Passage>
Start
Black women organize national boycott against TV series “Sexo e as negas”; seven charges of racism filed with Secretary of Racial Equality


Note from BW of Brazil: With the fallout from the latest controversy over racism on the soccer field still fresh in the public’s mind, yesterday we warned you of the latest fire brewing in the Brazilian media. Rede Globo, or the Globo TV network, is the most dominant force in Brazil’s media and back in May it was announced that the network was developing a new series that was being billed as a parody of the successful American series, Sex and the City. As pointed 0ut in a previous article, the title of the proposed series, Sexo e as negas, meaning loosely “sex and the negresses”, was already enough to initiate the raising of red flags.

Sexo e as negas commercial

Brazil’s very history is based on the rape and sexual exploitation of black and indigenous women, and still today, in the public’s consciousness, women of visible African descent are believed to be best for sex or domestic work. As documented throughout this blog (see links on yesterday’s post), black women are largely invisible on Brazilian television and when they are visible they are presented as maids or sexually alluring mulatas who use their bodies to get what they want. Brancas (white women) are consistently presented as the standard of womanhood and beauty with their images overwhelmingly dominating the media (for example, see here, here and here) (1).
End
Data listing>
Start
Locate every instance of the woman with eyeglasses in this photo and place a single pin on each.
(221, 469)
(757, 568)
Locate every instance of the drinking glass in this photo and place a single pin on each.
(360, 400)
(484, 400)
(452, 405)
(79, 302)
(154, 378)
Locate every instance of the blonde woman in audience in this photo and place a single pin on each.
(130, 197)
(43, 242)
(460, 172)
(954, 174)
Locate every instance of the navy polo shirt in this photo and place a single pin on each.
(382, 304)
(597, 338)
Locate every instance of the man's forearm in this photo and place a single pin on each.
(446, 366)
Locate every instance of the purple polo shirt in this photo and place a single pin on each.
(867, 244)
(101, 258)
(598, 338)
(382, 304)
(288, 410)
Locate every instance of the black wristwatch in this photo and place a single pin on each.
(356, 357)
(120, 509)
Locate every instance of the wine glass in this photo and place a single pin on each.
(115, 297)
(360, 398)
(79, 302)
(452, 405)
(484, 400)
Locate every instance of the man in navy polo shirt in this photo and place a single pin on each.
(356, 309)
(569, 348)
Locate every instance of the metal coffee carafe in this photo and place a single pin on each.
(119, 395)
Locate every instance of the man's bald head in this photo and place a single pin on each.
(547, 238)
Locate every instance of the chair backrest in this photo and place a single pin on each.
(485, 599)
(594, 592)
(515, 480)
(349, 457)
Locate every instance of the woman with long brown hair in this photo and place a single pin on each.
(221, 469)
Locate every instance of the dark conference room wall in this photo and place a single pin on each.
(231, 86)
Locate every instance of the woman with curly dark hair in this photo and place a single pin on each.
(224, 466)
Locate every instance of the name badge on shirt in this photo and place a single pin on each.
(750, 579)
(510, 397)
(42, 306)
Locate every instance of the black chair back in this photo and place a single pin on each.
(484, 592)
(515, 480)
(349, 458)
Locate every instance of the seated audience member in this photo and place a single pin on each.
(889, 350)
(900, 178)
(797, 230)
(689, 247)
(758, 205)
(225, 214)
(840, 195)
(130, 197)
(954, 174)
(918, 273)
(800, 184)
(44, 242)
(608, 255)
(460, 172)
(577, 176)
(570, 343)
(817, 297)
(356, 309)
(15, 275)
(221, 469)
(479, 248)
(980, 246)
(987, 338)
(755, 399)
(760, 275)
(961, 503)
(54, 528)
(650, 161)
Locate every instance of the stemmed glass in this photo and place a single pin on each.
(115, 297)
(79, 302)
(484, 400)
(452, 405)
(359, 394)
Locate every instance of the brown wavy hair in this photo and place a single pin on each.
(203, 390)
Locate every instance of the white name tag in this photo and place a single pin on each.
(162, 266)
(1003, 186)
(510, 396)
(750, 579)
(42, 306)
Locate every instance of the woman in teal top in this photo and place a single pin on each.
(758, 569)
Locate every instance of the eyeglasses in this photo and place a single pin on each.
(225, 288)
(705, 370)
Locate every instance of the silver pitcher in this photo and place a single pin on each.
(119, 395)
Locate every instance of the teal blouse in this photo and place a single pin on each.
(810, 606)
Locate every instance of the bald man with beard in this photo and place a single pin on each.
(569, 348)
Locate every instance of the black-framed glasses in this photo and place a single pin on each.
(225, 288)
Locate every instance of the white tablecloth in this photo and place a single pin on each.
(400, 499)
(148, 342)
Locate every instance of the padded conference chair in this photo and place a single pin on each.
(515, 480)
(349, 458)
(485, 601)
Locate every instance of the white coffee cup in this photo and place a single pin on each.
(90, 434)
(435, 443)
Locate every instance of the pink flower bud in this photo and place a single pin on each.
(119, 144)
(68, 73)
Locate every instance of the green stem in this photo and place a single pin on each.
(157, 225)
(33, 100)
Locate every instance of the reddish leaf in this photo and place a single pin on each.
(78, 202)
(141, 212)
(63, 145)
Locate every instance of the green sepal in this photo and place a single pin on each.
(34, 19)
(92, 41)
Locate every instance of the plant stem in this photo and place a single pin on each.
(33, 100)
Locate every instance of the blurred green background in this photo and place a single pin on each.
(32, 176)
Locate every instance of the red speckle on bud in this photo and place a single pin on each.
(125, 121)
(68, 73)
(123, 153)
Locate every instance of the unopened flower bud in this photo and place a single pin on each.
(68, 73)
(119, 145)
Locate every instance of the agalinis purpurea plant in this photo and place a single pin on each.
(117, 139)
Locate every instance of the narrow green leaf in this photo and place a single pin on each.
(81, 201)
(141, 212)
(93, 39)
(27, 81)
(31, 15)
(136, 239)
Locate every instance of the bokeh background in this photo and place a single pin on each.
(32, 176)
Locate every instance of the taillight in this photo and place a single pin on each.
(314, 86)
End
Start
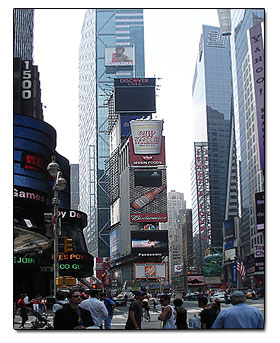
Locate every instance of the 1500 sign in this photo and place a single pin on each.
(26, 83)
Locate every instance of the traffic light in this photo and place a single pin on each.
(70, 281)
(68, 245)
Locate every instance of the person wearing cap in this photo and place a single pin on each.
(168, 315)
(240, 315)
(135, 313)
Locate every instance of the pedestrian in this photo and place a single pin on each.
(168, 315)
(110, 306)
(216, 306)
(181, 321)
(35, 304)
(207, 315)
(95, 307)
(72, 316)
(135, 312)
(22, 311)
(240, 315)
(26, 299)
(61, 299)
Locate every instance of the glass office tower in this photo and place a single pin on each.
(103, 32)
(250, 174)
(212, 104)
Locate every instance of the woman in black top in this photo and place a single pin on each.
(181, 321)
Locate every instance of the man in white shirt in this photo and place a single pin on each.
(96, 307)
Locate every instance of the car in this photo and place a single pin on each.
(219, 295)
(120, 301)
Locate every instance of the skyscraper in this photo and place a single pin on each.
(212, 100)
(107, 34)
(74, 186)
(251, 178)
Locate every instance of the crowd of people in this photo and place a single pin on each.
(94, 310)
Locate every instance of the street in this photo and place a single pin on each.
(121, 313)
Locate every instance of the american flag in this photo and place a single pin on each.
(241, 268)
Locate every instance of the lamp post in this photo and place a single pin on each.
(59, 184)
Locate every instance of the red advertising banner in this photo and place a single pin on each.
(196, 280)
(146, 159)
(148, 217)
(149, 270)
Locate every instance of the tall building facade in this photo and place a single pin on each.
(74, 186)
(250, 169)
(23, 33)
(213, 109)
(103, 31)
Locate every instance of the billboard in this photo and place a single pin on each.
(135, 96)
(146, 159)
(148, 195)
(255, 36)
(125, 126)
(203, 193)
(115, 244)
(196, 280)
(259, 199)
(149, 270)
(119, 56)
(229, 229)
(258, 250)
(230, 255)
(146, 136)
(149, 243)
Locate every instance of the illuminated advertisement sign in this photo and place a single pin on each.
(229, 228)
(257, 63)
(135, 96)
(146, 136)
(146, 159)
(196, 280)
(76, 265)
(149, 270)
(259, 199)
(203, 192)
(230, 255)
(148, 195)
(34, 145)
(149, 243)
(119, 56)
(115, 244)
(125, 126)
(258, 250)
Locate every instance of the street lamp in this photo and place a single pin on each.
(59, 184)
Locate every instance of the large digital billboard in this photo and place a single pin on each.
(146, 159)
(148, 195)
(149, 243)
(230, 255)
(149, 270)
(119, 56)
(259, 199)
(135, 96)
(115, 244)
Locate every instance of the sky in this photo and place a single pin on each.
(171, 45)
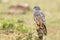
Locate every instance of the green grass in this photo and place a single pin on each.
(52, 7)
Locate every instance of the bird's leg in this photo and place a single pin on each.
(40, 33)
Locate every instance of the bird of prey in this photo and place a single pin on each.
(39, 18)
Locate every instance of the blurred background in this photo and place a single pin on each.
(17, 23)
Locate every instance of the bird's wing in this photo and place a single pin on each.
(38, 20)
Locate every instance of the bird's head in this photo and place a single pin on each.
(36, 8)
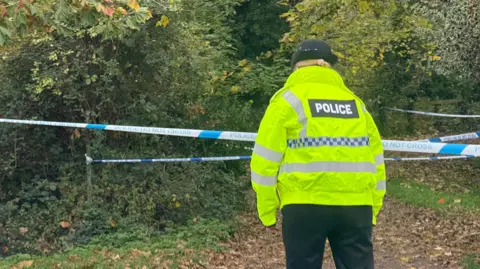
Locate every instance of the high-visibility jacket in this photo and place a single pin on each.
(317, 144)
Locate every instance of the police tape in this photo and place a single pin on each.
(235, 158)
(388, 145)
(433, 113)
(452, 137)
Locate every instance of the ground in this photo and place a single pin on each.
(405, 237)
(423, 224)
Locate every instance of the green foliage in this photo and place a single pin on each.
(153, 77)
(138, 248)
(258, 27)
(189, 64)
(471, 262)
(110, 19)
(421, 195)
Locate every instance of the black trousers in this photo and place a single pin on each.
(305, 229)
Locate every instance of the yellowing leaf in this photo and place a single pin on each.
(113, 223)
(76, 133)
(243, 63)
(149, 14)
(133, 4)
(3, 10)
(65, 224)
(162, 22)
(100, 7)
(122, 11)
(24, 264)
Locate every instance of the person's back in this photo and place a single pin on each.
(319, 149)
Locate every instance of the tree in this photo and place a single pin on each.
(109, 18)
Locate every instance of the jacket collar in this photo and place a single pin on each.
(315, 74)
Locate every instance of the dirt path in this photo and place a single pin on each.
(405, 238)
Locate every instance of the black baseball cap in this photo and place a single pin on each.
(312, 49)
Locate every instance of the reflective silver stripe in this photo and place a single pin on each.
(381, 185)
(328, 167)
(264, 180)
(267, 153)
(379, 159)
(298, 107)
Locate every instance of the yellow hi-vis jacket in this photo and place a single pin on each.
End
Start
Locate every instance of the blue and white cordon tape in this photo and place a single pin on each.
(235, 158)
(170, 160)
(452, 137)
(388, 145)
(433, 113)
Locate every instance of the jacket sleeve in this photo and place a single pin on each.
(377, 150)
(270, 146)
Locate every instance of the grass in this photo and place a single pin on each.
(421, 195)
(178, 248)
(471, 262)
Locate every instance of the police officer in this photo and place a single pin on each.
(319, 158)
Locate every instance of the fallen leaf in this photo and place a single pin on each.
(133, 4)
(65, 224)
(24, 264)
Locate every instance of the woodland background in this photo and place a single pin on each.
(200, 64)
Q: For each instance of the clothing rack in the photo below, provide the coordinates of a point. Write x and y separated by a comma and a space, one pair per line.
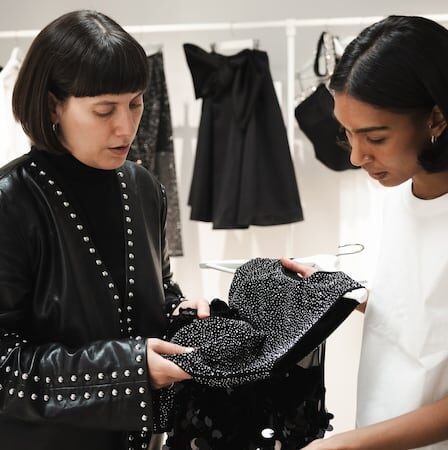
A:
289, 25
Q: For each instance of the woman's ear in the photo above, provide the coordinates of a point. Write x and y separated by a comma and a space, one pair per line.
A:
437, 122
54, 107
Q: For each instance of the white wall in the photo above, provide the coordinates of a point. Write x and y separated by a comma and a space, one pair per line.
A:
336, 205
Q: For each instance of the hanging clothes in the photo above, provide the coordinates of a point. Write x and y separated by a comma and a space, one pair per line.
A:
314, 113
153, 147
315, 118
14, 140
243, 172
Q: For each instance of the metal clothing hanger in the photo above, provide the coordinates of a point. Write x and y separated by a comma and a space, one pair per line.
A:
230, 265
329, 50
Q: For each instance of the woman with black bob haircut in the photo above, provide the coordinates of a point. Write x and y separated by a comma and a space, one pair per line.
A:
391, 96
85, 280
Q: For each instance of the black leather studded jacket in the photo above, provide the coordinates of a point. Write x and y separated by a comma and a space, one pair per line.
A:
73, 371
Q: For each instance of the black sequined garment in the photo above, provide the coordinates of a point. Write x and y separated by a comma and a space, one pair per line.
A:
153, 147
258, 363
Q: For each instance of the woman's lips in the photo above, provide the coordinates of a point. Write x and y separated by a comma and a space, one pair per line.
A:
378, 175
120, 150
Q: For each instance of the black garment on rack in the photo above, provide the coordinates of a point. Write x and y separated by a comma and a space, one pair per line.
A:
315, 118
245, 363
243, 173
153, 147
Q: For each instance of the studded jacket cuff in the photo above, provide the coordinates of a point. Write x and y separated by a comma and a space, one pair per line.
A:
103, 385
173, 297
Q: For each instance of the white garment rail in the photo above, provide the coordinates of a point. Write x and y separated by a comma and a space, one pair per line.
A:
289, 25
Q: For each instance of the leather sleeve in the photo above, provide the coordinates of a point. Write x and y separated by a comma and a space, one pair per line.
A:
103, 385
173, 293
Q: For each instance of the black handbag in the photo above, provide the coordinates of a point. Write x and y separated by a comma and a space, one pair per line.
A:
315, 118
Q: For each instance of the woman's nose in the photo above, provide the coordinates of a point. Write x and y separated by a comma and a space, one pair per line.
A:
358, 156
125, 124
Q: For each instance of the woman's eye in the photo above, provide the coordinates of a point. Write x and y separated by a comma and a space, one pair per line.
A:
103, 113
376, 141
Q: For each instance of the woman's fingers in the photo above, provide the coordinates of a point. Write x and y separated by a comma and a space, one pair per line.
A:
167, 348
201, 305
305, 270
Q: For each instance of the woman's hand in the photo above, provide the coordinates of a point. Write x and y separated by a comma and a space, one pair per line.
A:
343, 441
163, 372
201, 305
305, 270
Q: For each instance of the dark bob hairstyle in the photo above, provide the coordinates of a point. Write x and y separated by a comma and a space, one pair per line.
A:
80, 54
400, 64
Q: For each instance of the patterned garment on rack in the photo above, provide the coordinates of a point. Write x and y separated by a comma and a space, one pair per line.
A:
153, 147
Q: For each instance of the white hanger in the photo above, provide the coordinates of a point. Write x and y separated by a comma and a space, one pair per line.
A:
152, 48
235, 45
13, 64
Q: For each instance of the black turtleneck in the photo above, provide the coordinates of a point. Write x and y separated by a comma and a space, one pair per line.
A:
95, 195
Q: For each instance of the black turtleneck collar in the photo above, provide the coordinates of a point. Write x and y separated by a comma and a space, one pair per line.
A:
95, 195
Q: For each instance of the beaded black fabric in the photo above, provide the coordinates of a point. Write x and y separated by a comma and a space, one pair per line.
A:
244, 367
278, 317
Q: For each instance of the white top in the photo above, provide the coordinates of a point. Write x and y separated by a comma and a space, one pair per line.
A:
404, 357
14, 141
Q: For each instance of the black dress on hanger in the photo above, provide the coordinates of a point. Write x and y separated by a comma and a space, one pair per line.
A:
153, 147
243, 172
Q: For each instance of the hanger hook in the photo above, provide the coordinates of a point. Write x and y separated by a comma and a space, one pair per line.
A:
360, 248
End
Written instruction 1> According to the article on the Sexo e as negas controversy, which American series was the new Globo show billed as a parody of?
Written instruction 2> In the article on the Sexo e as negas controversy, rewrite the stretch from "Note from BW" through "of red flags.", swapping "parody" for "spoof".
Written instruction 3> Write the next part of the article on the Sexo e as negas controversy, picking up after its final sentence.

Task response 1> Sex and the City

Task response 2>
Note from BW of Brazil: With the fallout from the latest controversy over racism on the soccer field still fresh in the public’s mind, yesterday we warned you of the latest fire brewing in the Brazilian media. Rede Globo, or the Globo TV network, is the most dominant force in Brazil’s media and back in May it was announced that the network was developing a new series that was being billed as a spoof of the successful American series, Sex and the City. As pointed 0ut in a previous article, the title of the proposed series, Sexo e as negas, meaning loosely “sex and the negresses”, was already enough to initiate the raising of red flags.

Task response 3>
"Sexo e as negas"..."doesn't represent us: Black women vehemently reject new TV series
“Sexo e as negas”…”doesn’t represent us: Black women vehemently reject new TV series

The outrage caused by simply the title of the new series reached new heights last week as Globo TV released its first commercials to publicize the new series. And let’s just say that after watching the commercials, the worst fears provoked due to the title of the series were confirmed. Looking at the commercials, one gets the idea that all the characters of the show do is have sexual trysts with various men! The narrating voice describes one of the women as “fogo” (fire or hot) while revealing another as “normally occupied” with the accompanying visual showing the woman and a man on the verge of undressing each other in a hallway. Other visuals in the clip are also loaded with sexual situations. Needless to say, this is NOT the “more dignified representation” that Afro-Brazilian women have demanded for some time. And starting last week, they began a campaign to makes their voices heard.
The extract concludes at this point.